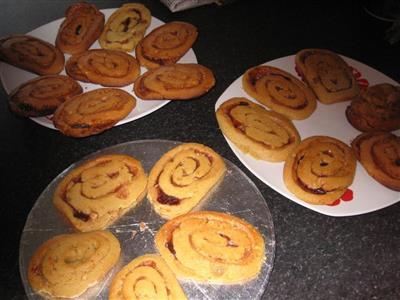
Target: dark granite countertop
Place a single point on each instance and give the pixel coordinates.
(317, 257)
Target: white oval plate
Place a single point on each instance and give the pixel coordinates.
(330, 120)
(12, 77)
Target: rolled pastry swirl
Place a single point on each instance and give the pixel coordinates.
(31, 54)
(42, 95)
(182, 177)
(166, 44)
(379, 153)
(319, 170)
(125, 27)
(211, 247)
(174, 82)
(93, 112)
(68, 264)
(263, 134)
(280, 91)
(82, 26)
(377, 109)
(327, 74)
(146, 277)
(106, 67)
(95, 194)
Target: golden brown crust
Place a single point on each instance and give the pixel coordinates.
(211, 247)
(68, 264)
(379, 153)
(125, 27)
(174, 82)
(82, 26)
(319, 170)
(183, 177)
(42, 95)
(280, 91)
(105, 67)
(146, 275)
(93, 112)
(31, 54)
(166, 44)
(98, 192)
(263, 134)
(327, 74)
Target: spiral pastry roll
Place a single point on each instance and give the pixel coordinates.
(280, 91)
(213, 247)
(68, 264)
(105, 67)
(31, 54)
(166, 44)
(261, 133)
(379, 154)
(125, 27)
(377, 109)
(328, 75)
(182, 177)
(174, 82)
(42, 95)
(98, 192)
(319, 170)
(146, 277)
(82, 26)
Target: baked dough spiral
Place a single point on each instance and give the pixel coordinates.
(146, 277)
(319, 170)
(68, 264)
(182, 177)
(263, 134)
(211, 247)
(280, 91)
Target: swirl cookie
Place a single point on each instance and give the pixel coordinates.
(379, 154)
(319, 170)
(81, 27)
(125, 27)
(211, 247)
(174, 82)
(31, 54)
(280, 91)
(166, 44)
(68, 264)
(146, 277)
(377, 109)
(105, 67)
(42, 95)
(93, 112)
(263, 134)
(95, 194)
(182, 177)
(327, 74)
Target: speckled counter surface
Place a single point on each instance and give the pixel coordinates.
(317, 257)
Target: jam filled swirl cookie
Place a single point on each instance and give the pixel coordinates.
(263, 134)
(327, 74)
(42, 95)
(211, 247)
(31, 54)
(319, 170)
(68, 264)
(166, 44)
(146, 277)
(98, 192)
(182, 177)
(82, 26)
(174, 82)
(125, 27)
(280, 91)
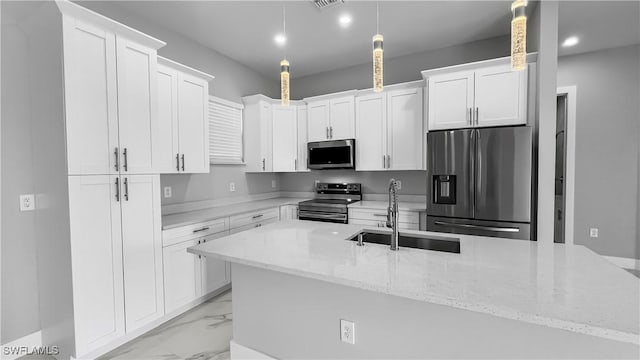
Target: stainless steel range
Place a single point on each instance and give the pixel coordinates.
(330, 204)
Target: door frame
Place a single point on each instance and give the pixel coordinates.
(570, 161)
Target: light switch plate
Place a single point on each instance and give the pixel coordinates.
(27, 202)
(347, 331)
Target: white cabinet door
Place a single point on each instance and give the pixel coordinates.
(450, 100)
(142, 249)
(266, 137)
(96, 260)
(500, 96)
(285, 138)
(318, 120)
(371, 132)
(342, 124)
(137, 107)
(214, 271)
(182, 276)
(166, 129)
(404, 128)
(193, 133)
(302, 139)
(90, 98)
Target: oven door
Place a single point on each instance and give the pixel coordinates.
(323, 216)
(335, 154)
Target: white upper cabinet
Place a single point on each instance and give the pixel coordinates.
(371, 132)
(342, 118)
(302, 138)
(142, 249)
(405, 129)
(389, 130)
(91, 98)
(485, 94)
(110, 98)
(285, 138)
(500, 96)
(318, 120)
(331, 119)
(450, 100)
(182, 132)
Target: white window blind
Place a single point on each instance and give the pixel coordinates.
(225, 131)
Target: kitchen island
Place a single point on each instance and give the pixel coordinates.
(294, 281)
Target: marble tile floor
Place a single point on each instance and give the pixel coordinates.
(202, 333)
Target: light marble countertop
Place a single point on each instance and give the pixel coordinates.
(381, 205)
(565, 287)
(193, 217)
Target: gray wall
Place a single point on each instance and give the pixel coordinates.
(607, 138)
(232, 81)
(20, 314)
(399, 69)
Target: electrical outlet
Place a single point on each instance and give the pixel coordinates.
(347, 331)
(27, 202)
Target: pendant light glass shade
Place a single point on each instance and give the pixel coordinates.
(284, 82)
(519, 35)
(378, 53)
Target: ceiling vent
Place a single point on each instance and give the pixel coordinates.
(323, 4)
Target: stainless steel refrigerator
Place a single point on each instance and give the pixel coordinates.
(479, 181)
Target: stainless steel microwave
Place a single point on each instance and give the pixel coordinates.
(333, 154)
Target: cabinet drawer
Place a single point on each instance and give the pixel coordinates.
(182, 233)
(253, 217)
(252, 226)
(410, 217)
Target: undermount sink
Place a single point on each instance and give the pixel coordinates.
(415, 241)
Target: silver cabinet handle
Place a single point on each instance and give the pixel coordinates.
(117, 154)
(126, 189)
(117, 189)
(479, 227)
(126, 160)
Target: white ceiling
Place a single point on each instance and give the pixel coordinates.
(244, 30)
(598, 24)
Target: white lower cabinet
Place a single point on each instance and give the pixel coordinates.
(188, 277)
(116, 256)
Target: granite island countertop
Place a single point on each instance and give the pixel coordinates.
(565, 287)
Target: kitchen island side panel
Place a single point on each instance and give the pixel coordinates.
(286, 316)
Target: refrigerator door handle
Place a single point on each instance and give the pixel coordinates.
(479, 227)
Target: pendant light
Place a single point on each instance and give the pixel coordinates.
(377, 55)
(519, 35)
(284, 66)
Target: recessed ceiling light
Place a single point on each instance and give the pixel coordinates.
(570, 41)
(344, 20)
(280, 39)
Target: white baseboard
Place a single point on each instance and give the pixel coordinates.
(21, 346)
(242, 352)
(625, 263)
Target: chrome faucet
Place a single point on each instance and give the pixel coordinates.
(392, 213)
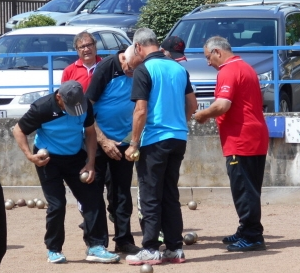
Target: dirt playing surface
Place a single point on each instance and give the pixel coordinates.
(27, 253)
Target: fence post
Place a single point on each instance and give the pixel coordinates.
(14, 7)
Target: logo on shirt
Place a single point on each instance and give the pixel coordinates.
(225, 88)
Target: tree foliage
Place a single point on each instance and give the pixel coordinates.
(161, 15)
(36, 20)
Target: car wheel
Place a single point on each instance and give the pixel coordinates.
(284, 102)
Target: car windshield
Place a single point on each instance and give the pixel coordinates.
(63, 6)
(120, 6)
(238, 31)
(36, 43)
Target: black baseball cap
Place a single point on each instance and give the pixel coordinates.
(175, 45)
(73, 98)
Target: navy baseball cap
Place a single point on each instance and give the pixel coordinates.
(175, 46)
(73, 98)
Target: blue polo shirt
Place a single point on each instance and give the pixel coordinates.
(110, 89)
(57, 131)
(163, 83)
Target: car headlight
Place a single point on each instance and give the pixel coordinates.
(265, 77)
(130, 29)
(29, 98)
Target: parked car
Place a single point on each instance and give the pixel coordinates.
(121, 14)
(59, 10)
(246, 24)
(30, 71)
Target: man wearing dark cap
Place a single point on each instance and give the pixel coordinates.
(174, 47)
(61, 120)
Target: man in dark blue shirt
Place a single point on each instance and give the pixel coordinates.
(61, 120)
(109, 91)
(164, 102)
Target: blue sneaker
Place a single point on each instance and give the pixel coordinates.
(100, 254)
(56, 257)
(244, 245)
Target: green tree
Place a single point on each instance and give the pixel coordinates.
(161, 15)
(36, 20)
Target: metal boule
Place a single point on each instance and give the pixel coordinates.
(146, 268)
(188, 239)
(83, 177)
(192, 205)
(43, 152)
(30, 203)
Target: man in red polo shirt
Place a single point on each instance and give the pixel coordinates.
(82, 70)
(244, 139)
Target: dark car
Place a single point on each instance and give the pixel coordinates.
(246, 24)
(121, 14)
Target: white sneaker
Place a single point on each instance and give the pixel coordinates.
(176, 256)
(144, 257)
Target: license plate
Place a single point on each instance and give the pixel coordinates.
(203, 105)
(3, 114)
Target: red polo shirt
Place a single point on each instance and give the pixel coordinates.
(243, 130)
(79, 72)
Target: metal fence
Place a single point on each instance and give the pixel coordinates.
(9, 8)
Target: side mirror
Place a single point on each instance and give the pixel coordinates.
(295, 52)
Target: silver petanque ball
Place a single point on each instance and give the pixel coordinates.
(43, 152)
(9, 205)
(40, 204)
(195, 236)
(192, 205)
(10, 200)
(21, 202)
(146, 268)
(83, 177)
(30, 203)
(188, 239)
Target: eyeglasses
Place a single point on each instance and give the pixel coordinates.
(88, 46)
(208, 56)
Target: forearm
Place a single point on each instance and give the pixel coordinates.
(91, 145)
(101, 138)
(22, 141)
(139, 120)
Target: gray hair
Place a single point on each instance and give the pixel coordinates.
(81, 35)
(129, 53)
(217, 42)
(145, 37)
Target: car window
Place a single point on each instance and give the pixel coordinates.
(122, 39)
(99, 44)
(292, 32)
(110, 41)
(238, 31)
(36, 43)
(90, 5)
(61, 5)
(120, 6)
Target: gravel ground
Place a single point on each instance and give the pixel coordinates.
(27, 253)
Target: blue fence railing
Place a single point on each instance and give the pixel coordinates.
(276, 81)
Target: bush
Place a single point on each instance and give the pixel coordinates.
(161, 15)
(36, 20)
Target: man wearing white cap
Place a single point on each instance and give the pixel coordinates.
(59, 119)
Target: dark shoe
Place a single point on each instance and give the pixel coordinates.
(127, 248)
(231, 239)
(111, 218)
(244, 245)
(81, 226)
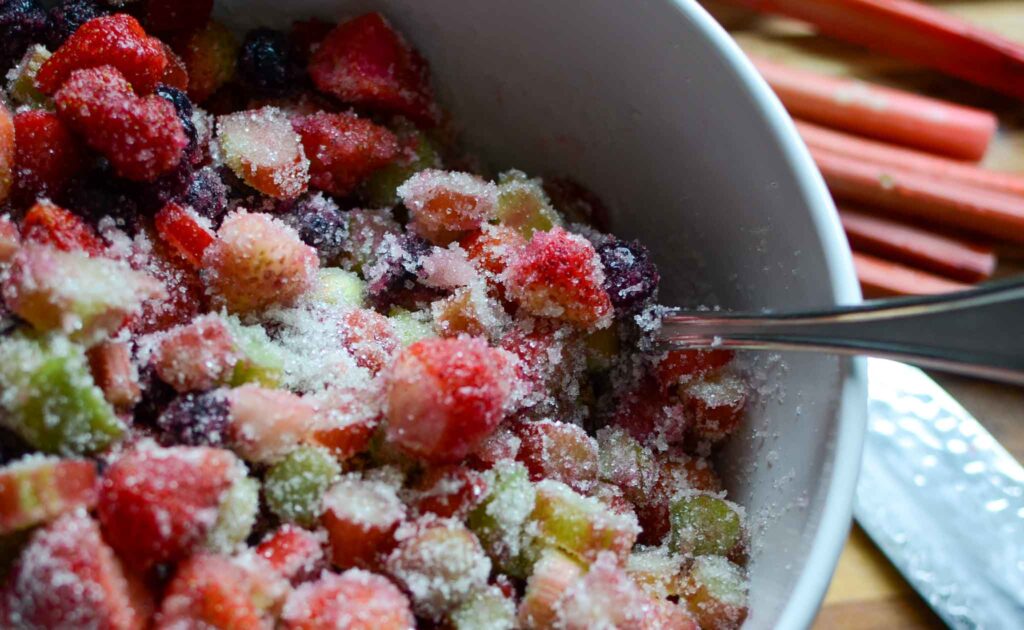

▶ [ASSIGNMENT] Above are the entries. Quote exactly the lines from the one bearing "Target: silver cabinet handle" through the one bearing "Target: kitchen island side panel".

▶ [SOLVED PROBLEM]
Target: silver cabinet handle
Place a single point on each instance and give the pixel coordinates.
(117, 154)
(126, 189)
(117, 189)
(479, 227)
(126, 160)
Target: white ceiling
Place a single point on each instance and give the pixel coordinates.
(244, 30)
(598, 24)
Target: white lower cabinet
Place a single point on each instance and give the pixel coordinates.
(188, 277)
(116, 256)
Target: granite island countertop
Place a single point on each instance and give the pixel coordinates.
(565, 287)
Target: kitchen island side panel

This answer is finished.